:: Document segment ::
begin
They show both $\EE_{2}$ and $\EE_{4}$ in four
cases depending on the sign and parity of $m$.
\begin{thm}\label{thm-sliceE2}
{\bf The slice $\EE_{2}$-term for $\kH$.}
The slices of $\kH$ are
\begin{displaymath}
P_{t}^{t}\kH=\mycases{
\bigvee_{0\leq m\leq t/4}X_{m,t/2-m}
&\mbox{for $t$ even and $t\geq 0$}\\
* &\mbox{otherwise}
}
\end{displaymath}
\noindent where $X_{m,n}$ is as in (\ref{eq-Xmn}).
The structure of $\pi^{u}_{*}\kH$ as a $\Z[G]$-module (see
(\ref{eq-pikH})) leads to four types of orbits and slice summands:
\begin{enumerate}
\item [(1)] $\left\{(r_{1,0}r_{1,1})^{2\ell } \right\}$ leading to
$X_{2\ell ,2\ell }$ for $\ell \geq 0$; see the leftmost diagonal in
Figure \ref{fig-sseq-7a}. On the 0-line we have a copy of $\Box$ (defined in
Table \ref{tab-C4Mackey}) generated under restrictions by
\begin{displaymath}
\Delta_{1}^{\ell }=u_{2\ell \rho_{4}}\normrbar_{1}^{2\ell}=
u_{2\sigma}^{\ell }u_{\lambda}^{2\ell }\normrbar_{1}^{2\ell}
\in \EE_{2}^{0,8\ell } (G/G).
end
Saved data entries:
begin
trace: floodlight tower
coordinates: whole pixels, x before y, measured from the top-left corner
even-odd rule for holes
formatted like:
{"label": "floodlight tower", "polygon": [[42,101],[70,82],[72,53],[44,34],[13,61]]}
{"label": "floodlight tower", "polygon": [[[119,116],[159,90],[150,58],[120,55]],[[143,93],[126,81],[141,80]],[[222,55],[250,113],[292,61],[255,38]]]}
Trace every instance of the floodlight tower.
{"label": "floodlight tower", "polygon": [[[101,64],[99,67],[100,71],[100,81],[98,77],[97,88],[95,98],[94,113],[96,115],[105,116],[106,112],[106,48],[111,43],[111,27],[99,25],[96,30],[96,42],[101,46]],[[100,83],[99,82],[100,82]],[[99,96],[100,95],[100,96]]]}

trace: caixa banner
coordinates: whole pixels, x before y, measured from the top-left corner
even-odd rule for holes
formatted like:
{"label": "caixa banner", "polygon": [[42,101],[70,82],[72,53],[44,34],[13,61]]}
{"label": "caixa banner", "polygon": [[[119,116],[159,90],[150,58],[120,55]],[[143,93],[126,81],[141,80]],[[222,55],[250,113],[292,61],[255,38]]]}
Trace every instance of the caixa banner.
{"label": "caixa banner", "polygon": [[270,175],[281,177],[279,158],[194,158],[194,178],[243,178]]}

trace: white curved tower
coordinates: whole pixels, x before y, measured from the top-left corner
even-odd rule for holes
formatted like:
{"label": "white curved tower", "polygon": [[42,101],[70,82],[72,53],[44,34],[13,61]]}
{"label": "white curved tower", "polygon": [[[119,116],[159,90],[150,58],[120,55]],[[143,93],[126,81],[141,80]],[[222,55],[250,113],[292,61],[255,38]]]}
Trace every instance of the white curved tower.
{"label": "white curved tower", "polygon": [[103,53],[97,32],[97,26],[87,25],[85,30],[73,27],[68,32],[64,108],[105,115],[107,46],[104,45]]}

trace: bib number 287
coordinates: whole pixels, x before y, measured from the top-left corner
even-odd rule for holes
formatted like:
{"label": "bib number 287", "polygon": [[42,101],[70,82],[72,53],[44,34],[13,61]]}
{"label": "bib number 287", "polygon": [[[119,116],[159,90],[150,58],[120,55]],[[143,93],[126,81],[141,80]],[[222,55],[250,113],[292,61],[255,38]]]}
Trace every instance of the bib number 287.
end
:: Problems to work on ::
#1 In the passage on the slices of kH, how many types of orbits and slice summands does the structure of $\pi^{u}_{*}\kH$ as a $\Z[G]$-module lead to?
#2 Please continue the passage on the slices of kH from its last line.

:: Exercise answers ::
#1 Four types.

#2
\end{displaymath}
\noindent In positive filtrations we have
\begin{align*}
\circ &\subseteq \EE_{2}^{2j,8\ell }
\qquad \mbox{generated by } \\
a_{\lambda}^{j}u_{2\sigma}^{\ell }
u_{\lambda}^{2\ell -j}\normrbar_{1}^{2\ell }
& \in \EE_{2}^{2j,8\ell } (G/G)
\qquad \mbox{for }0<j\leq 2\ell \mbox{ and} \\
\bullet &\subseteq \EE_{2}^{2k+4\ell ,8\ell }
\qquad \mbox{generated by } \\
a_{\sigma}^{2k}a_{\lambda}^{2\ell }u_{2\sigma}^{\ell -k}
\normrbar_{1}^{2\ell }
& \in \EE_{2}^{2k+4\ell,8\ell } (G/G)
\qquad \mbox{for }0<k\leq \ell.
\end{align*}
\item [(2)] $\left\{(r_{1,0}r_{1,1})^{2\ell+1 } \right\}$ leading
to $X_{2\ell +1,2\ell +1}$ for $\ell \geq 0$; see the leftmost
diagonal in Figure \ref{fig-sseq-7b}. On the 0-line we have a copy of
$\oBox$ generated under restrictions by
\begin{align*}
\delta_{1}^{2\ell +1 }
= u_{\sigma}^{2\ell +1}
\Res_{2}^{4}(u_{\lambda}\normrbar_{1})^{2\ell +1}
&\in \EE_{2}^{0,8\ell+4 } (G/G').
\end{align*}
\noindent In positive filtrations we have
\begin{align*}
\obull &\subseteq \EE_{2}^{2j,8\ell+4 }
\qquad \mbox{generated by } \\
u_{\sigma}^{2\ell +1}
\Res_{2}^{4}(a_{\lambda}^{j}u_{\lambda}^{2\ell +1-j}
\normrbar_{1}^{2\ell +1})
& \in \EE_{2}^{2j,8\ell+4 } (G/G')
\qquad \mbox{for }0<j\leq 2\ell+1 , \\
\bullet &\subseteq \EE_{2}^{2j+1 ,8\ell+4 }
\qquad \mbox{generated by } \\
a_{\sigma}a_{\lambda}^{j}
u_{2\sigma}^{\ell}u_{\lambda}^{2\ell +1-j}
\normrbar_{1}^{2\ell +1}
& \in \EE_{2}^{2j+1,8\ell+4 } (G/G)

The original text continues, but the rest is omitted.